**SOURCE:**
---
Events from the prehistory of Britain (to 1 BC).

Conventions 
 This timeline focuses on species of Homo and covers the Pleistocene from the first evidence of humans.
 The names used for glaciations and interglacials are those with historic usage for Britain and may not reflect the full climate detail of modern studies.
 Dates for the Paleolithic are given as Before Present (BP), which uses 1 January 1950 as the commencement date of the age scale. All later dates are given as Before Christ (BC), which uses the conventional Gregorian calendar with AD 1 as the commencement date of the age scale.

Events

Paleolithic 

 970,000 to 936,000 BP
 Paleolithic flint tools at Happisburgh, Norfolk. The earliest known evidence of Homo sp. in Britain, presumed to be Homo antecessor.
 700,000 BP
 Flints tools at Pakefield. Possibly a cross between Homo antecessor and Homo heidelbergensis.
 500,000 BP
 Remains of Homo heidelbergensis at Eartham Pit, Boxgrove, Sussex. The earliest human remains found in Britain.
 478,000 BP
 Anglian glaciation begins – the most extreme in the Pleistocene. Britain almost completely under ice.
 450,000 BP
 The Weald-Artois Anticline breaks for the first time after a glacial lake outburst flood. This landbridge to the continent was cut for the first time creating the English Channel. It would now reflood after every glaciation ended.
 425,000 BP
 Hoxnian Interglacial begins as the Anglian glaciation ends.
 400,000 BP
 Bones of a young female Neanderthal (Homo neanderthalensis) at Swanscombe Heritage Park, Kent. Earliest evidence of Neanderthals in Britain.
 352,000 BP
 Wolstonian glaciation begins. Neanderthal occupation intermittent.
 180,000 BP
 Neanderthals completely driven out. There will be no human occupation of any kind for many thousands of years.
 160,000 BP
 A second megaflood widens the break in the Weald-Artois Anticline.
 130,000 BP
 Ipswichian Interglacial begins.
 125,000 BP
 Rising sea levels cut Britain off completely from the continent. It is warm enough for hippos in the Thames and lions on the site of Trafalgar Square, but Neanderthals did not cross the landbridge in time so there are no Homo sp. present.
 115,000 BP
 Devensian glaciation ('Last Glacial Period') begins.
 60,000 BP
 Sea levels have dropped sufficiently for Neanderthals to return to Britain in the warmer periods, possibly only as summer visitors.
 44,000-41,000 BP
 Jawbone from Kents Cavern. First evidence of modern humans (Homo sapiens) in Britain.
 40,000 BP
 Neanderthals go extinct across Europe.
 26,000-13,000 BP
 Dimlington stadial ('Last Glacial Maximum'). Britain almost entirely under ice. Southern England a polar desert. Humans driven out.
---
**LISTED ENTRIES:**
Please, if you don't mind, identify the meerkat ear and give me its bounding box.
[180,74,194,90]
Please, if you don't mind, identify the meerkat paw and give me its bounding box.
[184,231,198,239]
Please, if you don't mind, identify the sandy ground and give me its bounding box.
---
**EXERCISE TASKS:**
(A) Write out the records verbatim, starting with the line that contains "Please, if you don't mind, identify the meerkat paw" and running through the final line of the records, both ends included.
(B) Extend the timeline of British prehistory from the point where it stops.

**PER-TASK OUTPUTS:**
(A)
Please, if you don't mind, identify the meerkat paw and give me its bounding box.
[184,231,198,239]
Please, if you don't mind, identify the sandy ground and give me its bounding box.

(B)
 16,500-14,670 BP
 Windermere interstadial (the 'Allerød oscillation' or 'Late Glacial Interstadial'). Temperatures rise. Homo sapiens returns to Britain.
 12,890-11,700 BP
 Loch Lomond stadial ('Younger Dryas'). Temperatures drop rapidly. Humans driven out.
 11,700 BP
 The Holocene warming begins as the end of the Younger Dryas stadial ends the Pleistocene. The first Mesolithic people arrived and this marks the start of continuous human (Homo sapiens only) occupation.

Mesolithic 

 c. 9335–9275 BC
 The earliest date for structures and artefacts at Star Carr, Yorkshire, a site then inhabited for around 800 years.
 c. 7600 BC
 Howick house, Northumberland, a Mesolithic building with stone tools, nut shells and bone fragments.
 c. 7150 BC
 Cheddar Man, the oldest complete human skeleton in Britain
 c. 6500-6200 BC
 Rising sea-levels cause the flooding of Doggerland. The culminating tsunami caused by the Storegga Slide, cuts Great Britain off from the continent.
 c. 6000 BC
 The earliest evidence of some form of agriculture: Wheat of a variety grown in the Middle East was present on the Isle of Wight.
 c. 4600-3065 BC
 Date range of artefacts from a Mesolithic midden on Oronsay, Inner Hebrides, giving evidence of diet.

Neolithic 

 c. 4000 BC
 Neolithic period begins in Britain, introducing the first agriculture.
 c. 3500 BC
 Garth tsunami impacts the Northern Isles.
 c. 3000 BC
 First henge monuments.
 c. 2600 BC
 Main phase of construction at Stonehenge begins, replacing earlier wooden and earthen works.
 c. 2300 BC
 Arrival of the Beaker People in Britain, replacing 90% of the earlier population.

Bronze Age 

 c. 1800 BC
 Wessex culture brings bronze-working to Britain.
 c. 1600 BC
 Last construction at Stonehenge.
 c. 1400 BC
 Wessex culture replaced by more agrarian peoples; stone circles and early hillforts produced.
 c. 1380-550 BC
 Uffington White Horse hill figure cut in Oxfordshire.

Iron Age 

 c. 800 BC
 Celts bring iron working to Britain; Hallstatt Culture.
 c. 400 BC
 Parisi tribe from northern France settle in Yorkshire.
 First brochs constructed.
 c. 330 BC
 Pytheas of Massilia circumnavigates Britain.
 c. 300 BC
 La Tène artwork introduced from northern France.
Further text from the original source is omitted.